— Texto fornecido —
★ ★ ★ ★ ★

· Cidade do Vaticano ·

Em Andhra Pradesh a irmã Amitha luta contra a discriminação dos transexuais

Além de qualquer marginalização

 Além de qualquer marginalização  POR-027
06 julho 2023

Vivem da mendicância e da prostituição, são desprezadas por todos, até pelos pais, porque são “diversas”: assim são as pessoas transexuais no Estado federal indiano de Andra Pradesh. A religiosa salvatoriana Amitha Polimetla acompanha as pessoas desta comunidade brutalmente marginalizada e luta para que elas possam ter uma existência digna.

«No Estado de Andra Pradesh, as pessoas transexuais fazem parte do grupo mais discriminado da sociedade», explica a religiosa de 39 anos, que já há vários anos se ocupa das pessoas desta comunidade. «Penso que não há outro grupo de pessoas marginalizadas pelos pais, ridicularizadas pelos irmãos, maltratadas pelos vizinhos e obrigadas a abandonar a família de origem».

Segundo as estimativas, mais de meio milhão de pessoas transexuais vivem no subcontinente: a sua presença é testemunhada há vários séculos na cultura diversificada da Índia. Chamam-lhes “hijras”. Do ponto de vista biológico, são homens, mas sentem-se e agem como mulheres.

★ ★ ★ ★ ★

— Linhas de dados —
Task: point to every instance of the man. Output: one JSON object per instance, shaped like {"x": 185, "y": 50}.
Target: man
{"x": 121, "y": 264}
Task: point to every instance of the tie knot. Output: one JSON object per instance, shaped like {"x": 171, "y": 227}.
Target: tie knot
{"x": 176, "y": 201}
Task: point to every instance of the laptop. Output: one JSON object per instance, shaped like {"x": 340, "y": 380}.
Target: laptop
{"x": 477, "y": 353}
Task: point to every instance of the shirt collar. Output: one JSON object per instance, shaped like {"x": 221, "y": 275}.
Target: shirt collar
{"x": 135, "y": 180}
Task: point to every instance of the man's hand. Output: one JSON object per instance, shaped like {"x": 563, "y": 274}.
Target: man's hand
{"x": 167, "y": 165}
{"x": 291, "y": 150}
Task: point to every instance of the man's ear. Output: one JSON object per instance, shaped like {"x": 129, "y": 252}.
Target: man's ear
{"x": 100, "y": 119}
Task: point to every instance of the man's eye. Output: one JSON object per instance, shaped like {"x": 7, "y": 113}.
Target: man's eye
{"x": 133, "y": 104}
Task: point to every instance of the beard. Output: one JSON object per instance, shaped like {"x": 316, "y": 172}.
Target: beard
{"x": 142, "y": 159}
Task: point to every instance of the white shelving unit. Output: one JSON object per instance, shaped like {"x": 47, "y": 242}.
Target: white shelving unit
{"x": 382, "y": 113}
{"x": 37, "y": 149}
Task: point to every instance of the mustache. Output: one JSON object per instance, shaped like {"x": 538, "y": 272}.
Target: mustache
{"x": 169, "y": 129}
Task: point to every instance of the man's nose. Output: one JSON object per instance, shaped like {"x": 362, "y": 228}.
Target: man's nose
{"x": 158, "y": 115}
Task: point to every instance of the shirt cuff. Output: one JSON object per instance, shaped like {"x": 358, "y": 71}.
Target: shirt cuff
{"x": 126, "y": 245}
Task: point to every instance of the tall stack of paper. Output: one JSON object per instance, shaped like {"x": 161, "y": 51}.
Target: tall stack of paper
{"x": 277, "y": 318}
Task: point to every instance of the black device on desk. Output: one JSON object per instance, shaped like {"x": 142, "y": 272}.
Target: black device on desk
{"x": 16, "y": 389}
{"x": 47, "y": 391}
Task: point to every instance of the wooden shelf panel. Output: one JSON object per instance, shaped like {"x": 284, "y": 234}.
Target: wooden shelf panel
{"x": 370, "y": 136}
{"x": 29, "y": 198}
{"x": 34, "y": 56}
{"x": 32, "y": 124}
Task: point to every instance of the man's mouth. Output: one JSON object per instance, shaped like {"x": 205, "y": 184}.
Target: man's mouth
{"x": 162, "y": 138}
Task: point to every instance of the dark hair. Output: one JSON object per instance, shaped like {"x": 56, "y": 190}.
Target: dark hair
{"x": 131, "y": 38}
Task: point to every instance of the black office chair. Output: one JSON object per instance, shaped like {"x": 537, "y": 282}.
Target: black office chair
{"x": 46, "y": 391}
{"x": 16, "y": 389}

★ ★ ★ ★ ★

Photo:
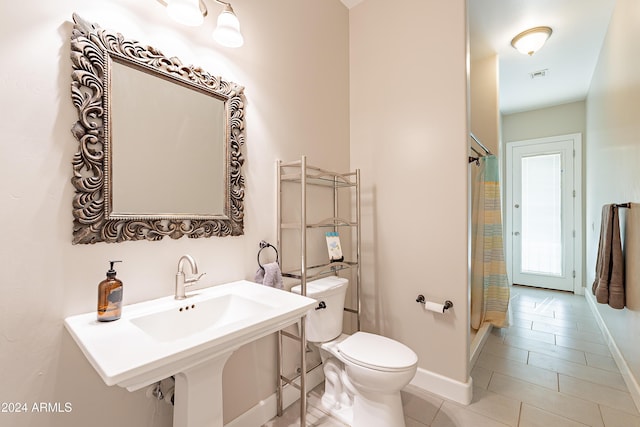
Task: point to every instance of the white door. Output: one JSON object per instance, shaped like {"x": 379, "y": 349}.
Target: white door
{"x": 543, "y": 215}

★ ★ ★ ★ ★

— Conjunto de tarefas —
1. Diga se cada afirmação concorda com o texto fornecido. Responda sim ou não e cite as palavras do texto que decidem. (a) A irmã Amitha Polimetla tem 39 anos. (b) Estima-se que menos de meio milhão de pessoas transexuais vivam no subcontinente. (c) A irmã Amitha pertence às religiosas salvatorianas.
2. Imprima o trecho do texto fornecido que vai de "Segundo as estimativas, mais" até "agem como mulheres.".
3. Responda com base no texto fornecido:
(a) De que vivem as pessoas transexuais em Andra Pradesh?
(b) Que nome recebem essas pessoas na Índia?
(c) Qual é a data que aparece no início?

— Resultados das tarefas —
1.
(a) Sim: "explica a religiosa de 39 anos"
(b) Não: "mais de meio milhão de pessoas transexuais vivem no subcontinente"
(c) Sim: "A religiosa salvatoriana Amitha Polimetla"

2.
Segundo as estimativas, mais de meio milhão de pessoas transexuais vivem no subcontinente: a sua presença é testemunhada há vários séculos na cultura diversificada da Índia. Chamam-lhes “hijras”. Do ponto de vista biológico, são homens, mas sentem-se e agem como mulheres.

3.
(a) Da mendicância e da prostituição.
(b) "Hijras".
(c) 06 julho 2023.